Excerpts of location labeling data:
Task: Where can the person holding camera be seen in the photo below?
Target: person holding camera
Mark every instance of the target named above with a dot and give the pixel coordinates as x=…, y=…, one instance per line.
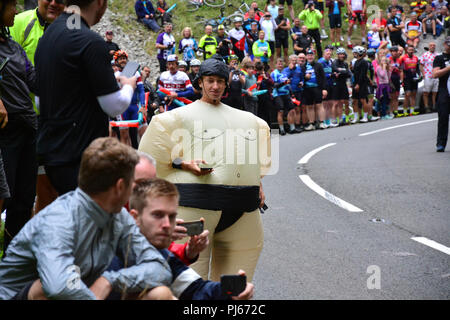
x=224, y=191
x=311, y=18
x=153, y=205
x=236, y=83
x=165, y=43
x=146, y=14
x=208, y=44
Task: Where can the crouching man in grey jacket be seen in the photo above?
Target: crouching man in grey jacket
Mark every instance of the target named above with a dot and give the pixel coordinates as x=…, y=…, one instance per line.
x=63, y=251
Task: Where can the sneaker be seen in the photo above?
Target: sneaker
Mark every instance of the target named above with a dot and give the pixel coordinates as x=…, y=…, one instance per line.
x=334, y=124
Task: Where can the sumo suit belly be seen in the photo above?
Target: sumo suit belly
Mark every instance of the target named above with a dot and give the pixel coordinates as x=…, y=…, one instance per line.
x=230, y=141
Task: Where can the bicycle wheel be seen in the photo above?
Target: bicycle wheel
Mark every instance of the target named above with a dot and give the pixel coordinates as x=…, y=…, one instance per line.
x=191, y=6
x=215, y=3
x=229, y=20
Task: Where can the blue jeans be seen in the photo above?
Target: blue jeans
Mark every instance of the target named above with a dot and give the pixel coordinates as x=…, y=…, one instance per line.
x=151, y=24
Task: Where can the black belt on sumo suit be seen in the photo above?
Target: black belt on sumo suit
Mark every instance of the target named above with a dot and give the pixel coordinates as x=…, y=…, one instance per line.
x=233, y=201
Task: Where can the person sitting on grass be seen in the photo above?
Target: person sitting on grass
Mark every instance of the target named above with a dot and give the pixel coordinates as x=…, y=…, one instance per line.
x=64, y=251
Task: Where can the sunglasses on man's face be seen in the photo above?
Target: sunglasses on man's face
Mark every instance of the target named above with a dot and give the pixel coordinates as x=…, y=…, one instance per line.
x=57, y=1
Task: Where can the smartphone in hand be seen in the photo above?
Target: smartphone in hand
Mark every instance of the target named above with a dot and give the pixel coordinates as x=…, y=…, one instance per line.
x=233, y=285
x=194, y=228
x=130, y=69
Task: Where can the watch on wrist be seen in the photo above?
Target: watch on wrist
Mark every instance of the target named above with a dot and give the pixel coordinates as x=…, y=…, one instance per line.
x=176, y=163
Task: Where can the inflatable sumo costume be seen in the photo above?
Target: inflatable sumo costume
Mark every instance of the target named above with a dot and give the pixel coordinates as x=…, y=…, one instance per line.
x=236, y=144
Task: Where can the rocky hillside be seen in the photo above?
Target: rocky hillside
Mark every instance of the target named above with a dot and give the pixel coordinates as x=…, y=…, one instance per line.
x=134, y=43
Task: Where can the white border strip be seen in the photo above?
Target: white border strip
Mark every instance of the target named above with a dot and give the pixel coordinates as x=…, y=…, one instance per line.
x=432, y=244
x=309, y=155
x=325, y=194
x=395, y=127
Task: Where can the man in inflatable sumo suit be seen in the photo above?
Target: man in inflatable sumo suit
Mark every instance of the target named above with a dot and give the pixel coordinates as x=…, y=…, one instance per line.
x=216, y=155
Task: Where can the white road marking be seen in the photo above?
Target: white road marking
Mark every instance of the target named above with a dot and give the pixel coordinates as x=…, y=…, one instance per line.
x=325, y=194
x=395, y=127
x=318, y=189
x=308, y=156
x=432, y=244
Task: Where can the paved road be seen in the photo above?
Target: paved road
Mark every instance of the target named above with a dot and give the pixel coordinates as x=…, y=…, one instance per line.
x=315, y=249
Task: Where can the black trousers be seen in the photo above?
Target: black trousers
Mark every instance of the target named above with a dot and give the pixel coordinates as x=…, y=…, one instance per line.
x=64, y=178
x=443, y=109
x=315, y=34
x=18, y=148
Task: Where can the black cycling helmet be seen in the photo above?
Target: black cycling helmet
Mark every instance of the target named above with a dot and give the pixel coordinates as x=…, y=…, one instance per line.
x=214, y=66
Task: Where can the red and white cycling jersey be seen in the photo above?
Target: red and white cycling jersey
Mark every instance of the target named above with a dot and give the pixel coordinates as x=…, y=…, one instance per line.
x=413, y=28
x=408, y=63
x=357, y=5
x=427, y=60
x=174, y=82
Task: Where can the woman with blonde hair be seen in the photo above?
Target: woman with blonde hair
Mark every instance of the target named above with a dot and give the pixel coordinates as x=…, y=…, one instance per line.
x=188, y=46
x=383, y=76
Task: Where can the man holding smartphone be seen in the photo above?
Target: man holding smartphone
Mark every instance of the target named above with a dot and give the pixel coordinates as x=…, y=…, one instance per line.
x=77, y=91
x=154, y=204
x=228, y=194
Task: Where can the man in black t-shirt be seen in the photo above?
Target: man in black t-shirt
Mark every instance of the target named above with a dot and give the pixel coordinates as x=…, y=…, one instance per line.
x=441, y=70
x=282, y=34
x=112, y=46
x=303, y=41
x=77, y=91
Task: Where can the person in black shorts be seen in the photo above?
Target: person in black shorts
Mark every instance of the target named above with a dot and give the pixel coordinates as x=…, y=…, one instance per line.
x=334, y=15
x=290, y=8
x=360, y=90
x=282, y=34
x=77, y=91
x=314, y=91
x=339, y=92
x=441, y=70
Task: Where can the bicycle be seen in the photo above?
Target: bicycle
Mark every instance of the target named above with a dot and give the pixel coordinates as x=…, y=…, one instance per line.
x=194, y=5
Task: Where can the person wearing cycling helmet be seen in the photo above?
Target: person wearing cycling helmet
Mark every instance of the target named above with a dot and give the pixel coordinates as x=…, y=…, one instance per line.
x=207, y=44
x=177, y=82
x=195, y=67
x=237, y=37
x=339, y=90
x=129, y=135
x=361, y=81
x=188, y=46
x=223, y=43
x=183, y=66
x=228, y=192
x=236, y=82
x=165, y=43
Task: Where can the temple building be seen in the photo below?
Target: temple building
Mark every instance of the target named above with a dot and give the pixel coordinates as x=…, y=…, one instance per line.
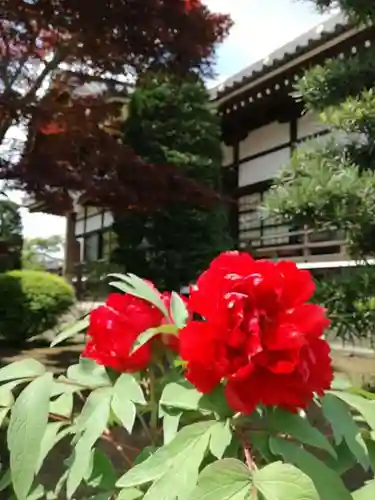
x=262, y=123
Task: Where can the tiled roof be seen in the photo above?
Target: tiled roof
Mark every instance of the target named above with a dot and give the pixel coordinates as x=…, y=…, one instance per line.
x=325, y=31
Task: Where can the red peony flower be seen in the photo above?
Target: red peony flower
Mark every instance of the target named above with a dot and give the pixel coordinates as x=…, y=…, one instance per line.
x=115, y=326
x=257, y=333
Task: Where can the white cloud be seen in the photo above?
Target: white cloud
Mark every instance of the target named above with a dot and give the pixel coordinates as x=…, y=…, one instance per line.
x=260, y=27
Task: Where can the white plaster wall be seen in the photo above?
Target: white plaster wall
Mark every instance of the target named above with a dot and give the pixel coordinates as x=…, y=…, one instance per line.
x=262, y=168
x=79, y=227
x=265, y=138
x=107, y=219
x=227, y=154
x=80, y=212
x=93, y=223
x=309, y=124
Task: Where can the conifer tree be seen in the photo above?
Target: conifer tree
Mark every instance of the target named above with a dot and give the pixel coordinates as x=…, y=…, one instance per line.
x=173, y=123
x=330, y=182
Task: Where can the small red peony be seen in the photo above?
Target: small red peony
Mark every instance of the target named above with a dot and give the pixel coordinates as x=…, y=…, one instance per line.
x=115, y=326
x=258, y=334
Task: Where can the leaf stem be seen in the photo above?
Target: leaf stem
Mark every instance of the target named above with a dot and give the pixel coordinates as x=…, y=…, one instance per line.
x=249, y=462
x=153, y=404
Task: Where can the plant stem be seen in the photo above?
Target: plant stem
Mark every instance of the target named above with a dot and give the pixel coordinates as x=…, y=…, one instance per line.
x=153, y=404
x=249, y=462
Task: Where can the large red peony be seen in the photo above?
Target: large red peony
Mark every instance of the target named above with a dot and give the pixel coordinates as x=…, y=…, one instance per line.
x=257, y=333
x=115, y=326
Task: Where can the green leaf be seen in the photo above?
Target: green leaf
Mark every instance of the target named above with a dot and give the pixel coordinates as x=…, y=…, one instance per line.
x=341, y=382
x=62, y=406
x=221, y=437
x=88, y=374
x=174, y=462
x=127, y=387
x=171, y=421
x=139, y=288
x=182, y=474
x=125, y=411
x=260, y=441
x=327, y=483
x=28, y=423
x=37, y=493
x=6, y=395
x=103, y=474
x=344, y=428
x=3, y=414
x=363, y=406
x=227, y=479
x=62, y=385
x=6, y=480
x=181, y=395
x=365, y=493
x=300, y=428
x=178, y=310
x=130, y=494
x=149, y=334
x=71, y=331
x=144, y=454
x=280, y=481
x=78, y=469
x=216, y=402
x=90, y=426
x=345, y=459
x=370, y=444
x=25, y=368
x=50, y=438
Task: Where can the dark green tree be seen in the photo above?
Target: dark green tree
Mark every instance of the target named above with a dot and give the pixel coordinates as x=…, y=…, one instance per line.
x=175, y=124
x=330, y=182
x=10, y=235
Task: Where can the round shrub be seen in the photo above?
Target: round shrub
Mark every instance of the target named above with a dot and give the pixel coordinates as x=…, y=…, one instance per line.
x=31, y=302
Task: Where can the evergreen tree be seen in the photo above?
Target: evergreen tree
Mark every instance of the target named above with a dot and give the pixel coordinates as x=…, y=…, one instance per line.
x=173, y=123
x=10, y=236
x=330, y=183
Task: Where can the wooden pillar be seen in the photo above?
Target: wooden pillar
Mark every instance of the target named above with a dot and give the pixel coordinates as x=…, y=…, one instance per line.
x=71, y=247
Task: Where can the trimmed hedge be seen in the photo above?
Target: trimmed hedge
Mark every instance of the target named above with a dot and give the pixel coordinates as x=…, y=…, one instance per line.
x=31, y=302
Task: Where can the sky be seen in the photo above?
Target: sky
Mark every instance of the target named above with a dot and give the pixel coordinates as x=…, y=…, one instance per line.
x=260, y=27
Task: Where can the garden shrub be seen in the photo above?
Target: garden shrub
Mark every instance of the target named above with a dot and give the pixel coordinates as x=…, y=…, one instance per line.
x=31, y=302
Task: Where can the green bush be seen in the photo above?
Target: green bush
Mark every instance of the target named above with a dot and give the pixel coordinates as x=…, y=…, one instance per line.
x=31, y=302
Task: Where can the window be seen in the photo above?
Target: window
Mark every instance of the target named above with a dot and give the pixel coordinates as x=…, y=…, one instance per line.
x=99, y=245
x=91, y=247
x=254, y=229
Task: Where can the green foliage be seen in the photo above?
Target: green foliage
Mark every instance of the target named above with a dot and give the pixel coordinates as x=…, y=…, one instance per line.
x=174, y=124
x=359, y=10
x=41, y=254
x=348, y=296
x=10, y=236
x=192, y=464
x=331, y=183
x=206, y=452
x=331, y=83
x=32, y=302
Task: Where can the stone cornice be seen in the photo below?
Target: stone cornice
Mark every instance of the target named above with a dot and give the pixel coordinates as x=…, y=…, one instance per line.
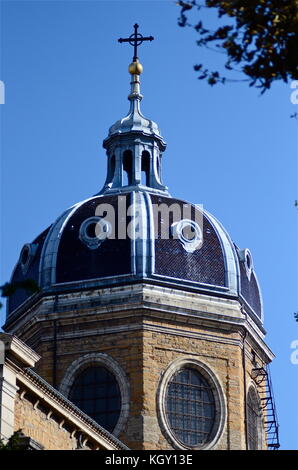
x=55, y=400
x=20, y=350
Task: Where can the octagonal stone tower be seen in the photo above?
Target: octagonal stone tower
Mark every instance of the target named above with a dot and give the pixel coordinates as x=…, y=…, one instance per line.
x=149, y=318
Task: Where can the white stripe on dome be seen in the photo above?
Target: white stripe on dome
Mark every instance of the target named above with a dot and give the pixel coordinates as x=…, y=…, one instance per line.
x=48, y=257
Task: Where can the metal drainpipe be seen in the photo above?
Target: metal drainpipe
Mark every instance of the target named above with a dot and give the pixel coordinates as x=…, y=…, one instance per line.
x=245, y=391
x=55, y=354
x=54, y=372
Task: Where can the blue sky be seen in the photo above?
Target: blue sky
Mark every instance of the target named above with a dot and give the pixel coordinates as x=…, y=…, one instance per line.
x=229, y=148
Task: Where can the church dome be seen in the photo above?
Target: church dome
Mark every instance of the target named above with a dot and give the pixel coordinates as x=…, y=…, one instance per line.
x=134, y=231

==

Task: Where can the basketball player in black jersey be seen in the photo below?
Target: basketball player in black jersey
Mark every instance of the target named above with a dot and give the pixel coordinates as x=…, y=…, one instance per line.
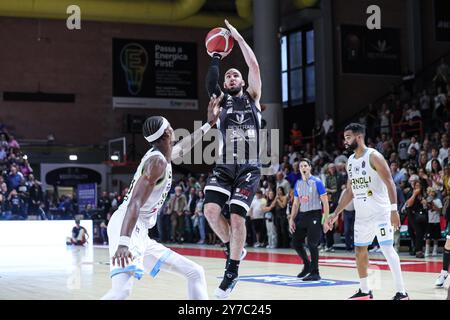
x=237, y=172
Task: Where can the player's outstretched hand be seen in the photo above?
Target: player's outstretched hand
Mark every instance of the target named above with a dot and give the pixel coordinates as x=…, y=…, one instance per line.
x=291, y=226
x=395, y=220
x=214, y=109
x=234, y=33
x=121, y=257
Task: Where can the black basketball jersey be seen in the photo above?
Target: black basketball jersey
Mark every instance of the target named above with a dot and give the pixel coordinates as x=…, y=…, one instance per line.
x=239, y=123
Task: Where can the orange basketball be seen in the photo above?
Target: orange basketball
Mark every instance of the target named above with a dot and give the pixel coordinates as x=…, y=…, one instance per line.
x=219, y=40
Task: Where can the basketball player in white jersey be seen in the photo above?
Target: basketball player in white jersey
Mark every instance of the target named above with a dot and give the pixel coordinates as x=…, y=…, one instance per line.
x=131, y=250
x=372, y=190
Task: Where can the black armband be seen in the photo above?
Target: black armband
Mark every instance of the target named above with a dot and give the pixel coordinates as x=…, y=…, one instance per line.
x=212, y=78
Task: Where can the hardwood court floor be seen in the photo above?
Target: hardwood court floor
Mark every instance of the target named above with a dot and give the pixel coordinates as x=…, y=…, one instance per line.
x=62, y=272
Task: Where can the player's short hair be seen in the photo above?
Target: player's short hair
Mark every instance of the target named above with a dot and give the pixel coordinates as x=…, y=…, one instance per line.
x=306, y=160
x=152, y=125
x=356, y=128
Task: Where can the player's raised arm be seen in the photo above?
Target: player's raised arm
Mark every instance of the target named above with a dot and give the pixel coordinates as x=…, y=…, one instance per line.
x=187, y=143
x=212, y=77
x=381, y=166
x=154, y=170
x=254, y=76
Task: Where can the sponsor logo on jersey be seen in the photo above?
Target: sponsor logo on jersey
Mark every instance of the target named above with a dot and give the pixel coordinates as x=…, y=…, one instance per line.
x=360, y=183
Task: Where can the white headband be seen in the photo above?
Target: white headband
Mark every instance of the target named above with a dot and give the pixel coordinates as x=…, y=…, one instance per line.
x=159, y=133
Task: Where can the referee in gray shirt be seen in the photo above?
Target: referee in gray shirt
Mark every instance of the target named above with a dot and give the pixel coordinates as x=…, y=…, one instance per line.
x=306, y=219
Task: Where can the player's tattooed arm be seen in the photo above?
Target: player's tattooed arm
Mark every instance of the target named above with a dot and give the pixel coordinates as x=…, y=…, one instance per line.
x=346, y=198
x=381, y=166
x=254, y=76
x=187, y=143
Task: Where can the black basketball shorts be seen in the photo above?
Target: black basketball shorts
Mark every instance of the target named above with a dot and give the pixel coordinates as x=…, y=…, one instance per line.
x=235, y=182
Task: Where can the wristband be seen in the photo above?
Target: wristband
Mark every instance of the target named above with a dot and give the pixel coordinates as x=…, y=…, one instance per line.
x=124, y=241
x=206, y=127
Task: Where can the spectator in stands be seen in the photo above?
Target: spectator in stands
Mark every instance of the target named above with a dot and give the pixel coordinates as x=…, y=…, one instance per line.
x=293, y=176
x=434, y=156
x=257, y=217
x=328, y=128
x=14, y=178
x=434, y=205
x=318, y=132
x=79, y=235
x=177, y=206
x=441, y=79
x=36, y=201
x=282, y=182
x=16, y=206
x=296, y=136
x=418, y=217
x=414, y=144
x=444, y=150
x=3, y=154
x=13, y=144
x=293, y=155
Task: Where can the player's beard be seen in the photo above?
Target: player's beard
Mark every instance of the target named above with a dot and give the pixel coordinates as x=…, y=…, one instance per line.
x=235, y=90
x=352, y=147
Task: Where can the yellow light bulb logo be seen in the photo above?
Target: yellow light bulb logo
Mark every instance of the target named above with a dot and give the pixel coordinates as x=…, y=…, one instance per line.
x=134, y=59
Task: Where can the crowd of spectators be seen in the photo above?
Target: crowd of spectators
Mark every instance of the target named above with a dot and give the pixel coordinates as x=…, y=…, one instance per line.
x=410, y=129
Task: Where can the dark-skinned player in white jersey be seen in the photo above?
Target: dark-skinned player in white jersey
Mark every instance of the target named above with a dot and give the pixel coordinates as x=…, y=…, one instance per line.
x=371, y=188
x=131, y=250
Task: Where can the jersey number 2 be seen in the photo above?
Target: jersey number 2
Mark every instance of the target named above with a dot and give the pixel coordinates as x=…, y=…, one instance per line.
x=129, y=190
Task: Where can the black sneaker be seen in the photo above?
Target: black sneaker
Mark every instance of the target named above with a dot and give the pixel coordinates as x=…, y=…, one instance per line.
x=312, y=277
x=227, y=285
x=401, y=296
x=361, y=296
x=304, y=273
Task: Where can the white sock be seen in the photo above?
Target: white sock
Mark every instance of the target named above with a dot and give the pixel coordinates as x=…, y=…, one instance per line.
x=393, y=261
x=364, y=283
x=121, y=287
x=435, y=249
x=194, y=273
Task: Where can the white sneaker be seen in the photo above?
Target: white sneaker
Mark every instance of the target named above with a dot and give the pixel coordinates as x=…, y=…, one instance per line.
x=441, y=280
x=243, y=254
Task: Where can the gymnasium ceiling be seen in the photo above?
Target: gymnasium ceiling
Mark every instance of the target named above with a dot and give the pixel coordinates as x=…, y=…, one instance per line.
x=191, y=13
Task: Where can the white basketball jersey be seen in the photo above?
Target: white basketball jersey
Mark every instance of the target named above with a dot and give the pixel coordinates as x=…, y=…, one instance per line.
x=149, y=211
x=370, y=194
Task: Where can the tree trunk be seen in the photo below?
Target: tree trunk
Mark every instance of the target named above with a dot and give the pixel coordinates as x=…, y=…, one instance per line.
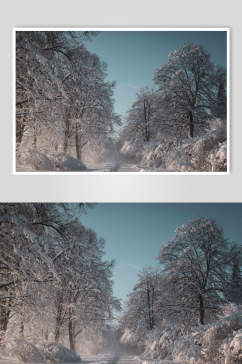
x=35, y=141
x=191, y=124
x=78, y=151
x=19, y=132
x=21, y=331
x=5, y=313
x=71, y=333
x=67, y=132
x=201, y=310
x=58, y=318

...

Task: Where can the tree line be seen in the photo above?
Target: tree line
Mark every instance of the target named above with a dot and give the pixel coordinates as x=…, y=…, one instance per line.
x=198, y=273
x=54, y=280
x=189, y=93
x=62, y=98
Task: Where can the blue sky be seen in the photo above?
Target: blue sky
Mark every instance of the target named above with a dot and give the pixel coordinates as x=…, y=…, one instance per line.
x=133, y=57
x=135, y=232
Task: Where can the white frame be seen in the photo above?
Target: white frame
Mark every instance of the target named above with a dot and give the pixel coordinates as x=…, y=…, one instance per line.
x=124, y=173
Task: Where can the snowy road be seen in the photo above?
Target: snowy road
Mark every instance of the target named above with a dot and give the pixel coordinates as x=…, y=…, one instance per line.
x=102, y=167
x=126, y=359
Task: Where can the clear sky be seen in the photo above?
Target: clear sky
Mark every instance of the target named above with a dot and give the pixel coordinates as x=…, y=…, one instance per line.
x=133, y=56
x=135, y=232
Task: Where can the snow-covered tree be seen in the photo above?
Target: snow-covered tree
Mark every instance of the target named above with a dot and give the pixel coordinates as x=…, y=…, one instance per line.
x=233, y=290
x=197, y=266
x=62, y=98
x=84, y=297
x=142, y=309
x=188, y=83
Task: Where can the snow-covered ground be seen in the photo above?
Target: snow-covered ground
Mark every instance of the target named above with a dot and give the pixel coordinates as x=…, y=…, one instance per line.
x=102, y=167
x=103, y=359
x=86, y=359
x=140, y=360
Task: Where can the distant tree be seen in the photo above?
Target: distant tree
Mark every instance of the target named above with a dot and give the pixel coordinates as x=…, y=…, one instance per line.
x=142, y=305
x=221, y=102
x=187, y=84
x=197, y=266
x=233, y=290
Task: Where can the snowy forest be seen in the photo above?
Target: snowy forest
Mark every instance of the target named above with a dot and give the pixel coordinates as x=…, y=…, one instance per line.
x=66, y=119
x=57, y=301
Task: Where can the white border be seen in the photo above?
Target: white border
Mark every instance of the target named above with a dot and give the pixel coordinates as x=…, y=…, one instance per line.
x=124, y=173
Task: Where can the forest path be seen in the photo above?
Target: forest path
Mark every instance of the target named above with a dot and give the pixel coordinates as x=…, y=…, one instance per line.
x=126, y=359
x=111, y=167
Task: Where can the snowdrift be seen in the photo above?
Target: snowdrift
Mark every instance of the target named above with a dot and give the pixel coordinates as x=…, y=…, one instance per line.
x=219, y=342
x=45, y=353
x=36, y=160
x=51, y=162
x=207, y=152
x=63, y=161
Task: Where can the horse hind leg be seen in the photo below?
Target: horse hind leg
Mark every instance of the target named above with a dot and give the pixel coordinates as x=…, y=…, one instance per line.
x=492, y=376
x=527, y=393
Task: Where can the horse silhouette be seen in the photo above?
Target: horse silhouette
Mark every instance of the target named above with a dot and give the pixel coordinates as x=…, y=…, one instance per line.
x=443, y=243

Exercise directions: Reproduce verbatim the stretch of the data above from the line containing "Task: Where can the horse hind" through the line containing "x=443, y=243".

Full output:
Task: Where can the horse hind leg be seen in the photo below?
Target: horse hind leg
Mark every instance of the target named above with a dot and give the pixel coordinates as x=…, y=…, one instance per line.
x=492, y=376
x=527, y=393
Task: Where can the horse silhouette be seen in the photo above?
Target: horse silhouette
Mark every instance of the target named above with a dot and give the pixel coordinates as x=…, y=…, one instance per line.
x=443, y=243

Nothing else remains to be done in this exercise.